### TEXT
====================

Thuds

Jan. 4th, 2007 03:37 am
ashnistrike: (Default)
[personal profile] ashnistrike
Good New Years and surrounding days hanging out with fellow writers. Thank you [livejournal.com profile] robling_t and Adam. As a result of which:

Project: In the Sight of Justice
Words this weekend: 724
Words Total: 38,354
Scene Finished: Yes!

Pause while I figure out what happens next. This will involve spending time with the Bad Guys' POV (which won't make it into the book proper) until I no longer think of them as Bad Guys.

Project: Ghosts and Simulations
Words Today: 2417
Words Total: 3527
Scene Finished: Scene finished, and first draft finished!

Once I get this into shape, it's another one that can go to Analog. Which is good, because actually selling stories makes it more noticable that I write like a snail. (Actually, I wrote this story in three days, it's just that two of the days were in August. So I write like a predator that lurks patiently in the grass before striking at lightning speed. That sounds better.)

Date: 2007-01-04 12:28 pm (UTC)
From: [identity profile] papersky.livejournal.com
Or maybe you could think of it as writing like a komodo dragon, you bite the story and it takes a while for it to die and fall over to be eaten.

I also write in bursts. It is non-ideal, and I wish I didn't, but I have to admit that I do, and to do things to make them more likely.

Date: 2007-01-06 02:01 am (UTC)
From: [identity profile] ashnistrike.livejournal.com
By which time it smells really awful?

My major problem is that I have two jobs, and at the moment writing fiction is the one without deadlines. So when I trick myself into writing, I usually have to channel it towards psychology articles. Fiction is most likely to happen either between semesters (like right now), or when I've got a looming deadline on a psych project and really shouldn't be doing anything else.

Ghosts and Simulations, incidentally, is the story that was originally inspired by our discussion of mummy-colored dye. Of course, at this point, it contains neither mummies nor Victorians.

Date: 2007-01-04 07:34 pm (UTC)
From: [identity profile] ashnistrike.livejournal.com
A book and a short story, respectively. Psych articles don't grow nearly so linearly.

====================

### EXTRACTED DATA

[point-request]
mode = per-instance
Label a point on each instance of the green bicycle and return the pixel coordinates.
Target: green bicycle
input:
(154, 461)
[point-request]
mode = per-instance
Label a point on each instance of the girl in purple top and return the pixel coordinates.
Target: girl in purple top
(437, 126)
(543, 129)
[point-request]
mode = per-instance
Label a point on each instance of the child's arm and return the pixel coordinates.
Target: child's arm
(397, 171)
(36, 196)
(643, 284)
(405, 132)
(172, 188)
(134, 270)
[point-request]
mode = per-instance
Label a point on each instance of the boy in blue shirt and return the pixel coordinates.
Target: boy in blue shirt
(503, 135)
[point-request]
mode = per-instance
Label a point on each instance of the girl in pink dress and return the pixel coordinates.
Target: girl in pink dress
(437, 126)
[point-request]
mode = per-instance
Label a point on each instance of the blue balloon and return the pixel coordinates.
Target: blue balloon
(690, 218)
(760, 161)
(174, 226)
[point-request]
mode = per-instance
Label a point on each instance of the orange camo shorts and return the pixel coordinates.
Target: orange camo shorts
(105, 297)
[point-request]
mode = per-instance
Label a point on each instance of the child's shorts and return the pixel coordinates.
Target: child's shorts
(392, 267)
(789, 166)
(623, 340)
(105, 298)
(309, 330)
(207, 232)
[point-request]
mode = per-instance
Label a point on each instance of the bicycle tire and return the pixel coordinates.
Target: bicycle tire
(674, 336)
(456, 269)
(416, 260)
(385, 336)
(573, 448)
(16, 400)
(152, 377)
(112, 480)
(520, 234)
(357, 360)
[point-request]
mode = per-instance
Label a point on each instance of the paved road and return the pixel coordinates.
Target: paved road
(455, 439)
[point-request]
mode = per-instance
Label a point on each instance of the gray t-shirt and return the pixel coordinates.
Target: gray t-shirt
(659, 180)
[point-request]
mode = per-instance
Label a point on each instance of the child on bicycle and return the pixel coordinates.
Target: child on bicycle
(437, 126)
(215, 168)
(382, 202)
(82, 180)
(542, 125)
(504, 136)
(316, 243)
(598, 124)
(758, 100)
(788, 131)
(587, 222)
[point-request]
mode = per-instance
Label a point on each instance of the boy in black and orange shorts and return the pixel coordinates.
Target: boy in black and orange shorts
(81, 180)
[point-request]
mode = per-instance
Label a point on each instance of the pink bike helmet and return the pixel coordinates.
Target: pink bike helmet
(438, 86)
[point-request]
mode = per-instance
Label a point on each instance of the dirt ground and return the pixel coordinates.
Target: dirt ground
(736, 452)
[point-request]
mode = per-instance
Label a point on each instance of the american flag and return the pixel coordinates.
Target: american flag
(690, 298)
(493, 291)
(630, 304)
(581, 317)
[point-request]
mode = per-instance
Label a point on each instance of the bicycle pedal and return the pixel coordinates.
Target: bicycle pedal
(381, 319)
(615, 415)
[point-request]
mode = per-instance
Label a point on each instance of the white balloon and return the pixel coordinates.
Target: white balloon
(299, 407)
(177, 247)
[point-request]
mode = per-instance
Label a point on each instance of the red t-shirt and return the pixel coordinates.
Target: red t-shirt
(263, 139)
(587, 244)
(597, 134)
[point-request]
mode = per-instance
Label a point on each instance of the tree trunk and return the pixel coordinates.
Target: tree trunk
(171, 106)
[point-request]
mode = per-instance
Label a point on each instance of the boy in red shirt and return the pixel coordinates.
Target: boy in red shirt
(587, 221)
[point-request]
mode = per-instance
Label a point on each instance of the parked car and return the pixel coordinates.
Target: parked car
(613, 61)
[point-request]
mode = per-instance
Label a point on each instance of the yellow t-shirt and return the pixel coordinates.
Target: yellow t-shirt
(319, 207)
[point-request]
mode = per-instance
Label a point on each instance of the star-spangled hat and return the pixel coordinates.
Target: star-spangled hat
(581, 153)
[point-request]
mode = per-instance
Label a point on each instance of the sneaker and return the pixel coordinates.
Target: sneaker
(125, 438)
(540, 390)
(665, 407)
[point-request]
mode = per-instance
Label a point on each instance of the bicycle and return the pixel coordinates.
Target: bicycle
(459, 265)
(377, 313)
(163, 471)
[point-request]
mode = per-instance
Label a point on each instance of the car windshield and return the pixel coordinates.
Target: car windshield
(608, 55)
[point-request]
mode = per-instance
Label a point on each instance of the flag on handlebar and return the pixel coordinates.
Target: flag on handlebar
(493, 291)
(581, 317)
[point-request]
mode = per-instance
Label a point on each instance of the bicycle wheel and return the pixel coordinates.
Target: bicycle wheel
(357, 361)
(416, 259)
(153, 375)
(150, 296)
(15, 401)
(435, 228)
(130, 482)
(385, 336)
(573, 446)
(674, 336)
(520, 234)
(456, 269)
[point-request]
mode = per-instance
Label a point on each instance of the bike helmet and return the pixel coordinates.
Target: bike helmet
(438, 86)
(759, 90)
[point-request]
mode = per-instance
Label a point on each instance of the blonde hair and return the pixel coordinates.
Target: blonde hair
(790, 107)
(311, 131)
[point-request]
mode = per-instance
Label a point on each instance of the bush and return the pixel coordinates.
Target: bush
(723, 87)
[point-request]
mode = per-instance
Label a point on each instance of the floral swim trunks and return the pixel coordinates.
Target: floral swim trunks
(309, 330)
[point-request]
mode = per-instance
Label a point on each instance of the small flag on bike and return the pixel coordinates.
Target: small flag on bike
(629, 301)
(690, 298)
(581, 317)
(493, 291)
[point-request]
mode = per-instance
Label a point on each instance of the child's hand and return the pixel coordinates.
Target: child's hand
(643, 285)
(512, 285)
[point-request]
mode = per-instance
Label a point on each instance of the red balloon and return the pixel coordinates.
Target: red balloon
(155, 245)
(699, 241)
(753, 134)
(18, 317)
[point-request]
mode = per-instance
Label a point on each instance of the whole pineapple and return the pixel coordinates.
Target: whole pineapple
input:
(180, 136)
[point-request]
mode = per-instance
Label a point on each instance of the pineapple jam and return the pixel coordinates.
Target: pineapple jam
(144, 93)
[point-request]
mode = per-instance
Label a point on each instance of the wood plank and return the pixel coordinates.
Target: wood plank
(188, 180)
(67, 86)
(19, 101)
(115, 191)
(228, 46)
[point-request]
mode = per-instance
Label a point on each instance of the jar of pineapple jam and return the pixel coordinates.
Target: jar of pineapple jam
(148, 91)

====================

### WHAT YOU WILL DO
According to the blog post, what discussion originally inspired the story Ghosts and Simulations?

### WRITTEN ANSWER
A discussion of mummy-colored dye.